Goal: Rewrite the items starting at the line containing "Above you see an image. Please scan it for collar" and ending at the last item, swapping "hedge" for "shrubbery" and leaving everything else unchanged.

Excerpts of labeled region data
________________________________________

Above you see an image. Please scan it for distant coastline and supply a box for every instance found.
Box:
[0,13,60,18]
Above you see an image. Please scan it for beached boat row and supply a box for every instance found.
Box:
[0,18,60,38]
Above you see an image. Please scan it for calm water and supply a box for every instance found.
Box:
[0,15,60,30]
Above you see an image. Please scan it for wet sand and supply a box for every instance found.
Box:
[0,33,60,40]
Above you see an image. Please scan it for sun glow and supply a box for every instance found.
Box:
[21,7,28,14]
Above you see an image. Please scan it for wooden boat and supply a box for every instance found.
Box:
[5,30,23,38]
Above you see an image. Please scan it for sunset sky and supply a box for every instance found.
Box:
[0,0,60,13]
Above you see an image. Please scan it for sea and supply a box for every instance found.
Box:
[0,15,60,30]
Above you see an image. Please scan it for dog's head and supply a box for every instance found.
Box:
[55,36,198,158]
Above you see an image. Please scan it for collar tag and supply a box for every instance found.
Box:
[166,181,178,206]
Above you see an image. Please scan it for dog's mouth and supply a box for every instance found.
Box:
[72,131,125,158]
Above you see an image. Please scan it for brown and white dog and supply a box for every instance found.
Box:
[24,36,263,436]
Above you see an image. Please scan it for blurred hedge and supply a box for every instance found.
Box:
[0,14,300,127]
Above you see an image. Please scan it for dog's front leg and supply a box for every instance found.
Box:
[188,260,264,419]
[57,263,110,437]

________________________________________

Solution for this exercise:
Above you see an image. Please scan it for collar tag and supply a box for every instance found.
Box:
[166,181,178,206]
Above you see an image. Please scan it for dog's mouth and supply a box for every instance found.
Box:
[72,131,125,158]
Above you see an image. Please scan it for brown and white dog and supply a box for every instance found.
Box:
[24,36,263,436]
Above you see an image. Please scan it for blurred shrubbery and supply a box for every instance found.
Box:
[0,14,300,127]
Above you see an image. Please scan it for dog's front leg and supply a box for every instance found.
Box:
[188,260,264,419]
[57,263,110,437]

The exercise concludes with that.